Material provided:
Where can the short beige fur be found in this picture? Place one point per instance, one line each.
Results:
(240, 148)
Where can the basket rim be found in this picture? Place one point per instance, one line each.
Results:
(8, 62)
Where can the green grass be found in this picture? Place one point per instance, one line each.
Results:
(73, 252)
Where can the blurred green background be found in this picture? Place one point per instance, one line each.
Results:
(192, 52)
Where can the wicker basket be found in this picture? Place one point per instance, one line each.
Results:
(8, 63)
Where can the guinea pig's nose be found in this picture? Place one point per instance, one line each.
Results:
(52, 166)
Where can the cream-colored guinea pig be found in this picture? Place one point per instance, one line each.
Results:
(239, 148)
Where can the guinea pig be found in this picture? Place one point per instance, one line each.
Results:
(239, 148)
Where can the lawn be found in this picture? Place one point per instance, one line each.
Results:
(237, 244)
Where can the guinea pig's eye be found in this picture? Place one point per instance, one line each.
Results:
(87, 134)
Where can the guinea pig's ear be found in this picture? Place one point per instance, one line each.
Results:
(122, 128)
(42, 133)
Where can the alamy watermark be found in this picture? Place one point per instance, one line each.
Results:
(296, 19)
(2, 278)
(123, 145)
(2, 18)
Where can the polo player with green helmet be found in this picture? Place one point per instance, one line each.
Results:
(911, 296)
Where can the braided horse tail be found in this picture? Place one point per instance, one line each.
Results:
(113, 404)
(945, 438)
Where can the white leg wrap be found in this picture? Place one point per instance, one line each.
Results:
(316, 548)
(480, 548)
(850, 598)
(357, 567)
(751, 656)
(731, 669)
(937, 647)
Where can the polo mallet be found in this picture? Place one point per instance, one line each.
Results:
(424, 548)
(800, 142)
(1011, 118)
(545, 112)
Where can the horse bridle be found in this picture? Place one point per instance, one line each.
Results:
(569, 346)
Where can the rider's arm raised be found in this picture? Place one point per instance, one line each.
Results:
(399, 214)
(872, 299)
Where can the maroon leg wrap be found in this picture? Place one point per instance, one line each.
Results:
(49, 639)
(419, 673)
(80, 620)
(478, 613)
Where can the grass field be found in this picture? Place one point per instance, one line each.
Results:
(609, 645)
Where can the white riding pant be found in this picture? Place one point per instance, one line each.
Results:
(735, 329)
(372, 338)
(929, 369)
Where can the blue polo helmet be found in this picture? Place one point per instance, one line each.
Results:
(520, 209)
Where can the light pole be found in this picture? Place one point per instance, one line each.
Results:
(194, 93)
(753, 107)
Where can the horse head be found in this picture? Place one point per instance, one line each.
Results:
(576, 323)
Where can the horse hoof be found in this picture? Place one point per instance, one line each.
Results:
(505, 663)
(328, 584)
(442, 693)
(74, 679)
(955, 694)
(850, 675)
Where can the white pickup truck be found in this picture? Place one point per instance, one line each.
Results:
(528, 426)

What you are asked to do:
What do the lines above say from the one containing "Where can the polo player" down to the one containing "Where can the rider's"? Return them exactly, both end lines included, and only them.

Answer space:
Where can the polo player with green helmet be found in this picture? Place one point per instance, one line each.
Results:
(911, 296)
Where can the braided horse tail be found in this picture? Place one point per instance, one line each.
Results:
(113, 404)
(945, 438)
Where can the white leg wrap be found in this picture? Place one point per instance, one line each.
Results:
(316, 548)
(480, 548)
(850, 598)
(357, 567)
(751, 656)
(731, 669)
(937, 647)
Where can the polo mallet be found in this picture? Place one point per instance, one line each.
Results:
(424, 548)
(800, 142)
(1011, 118)
(545, 112)
Where can the horse bridle be found in this picture? Place one point per instance, one line each.
Results:
(569, 346)
Where can the rider's arm raised be found in this picture? Place one point per instance, one line each.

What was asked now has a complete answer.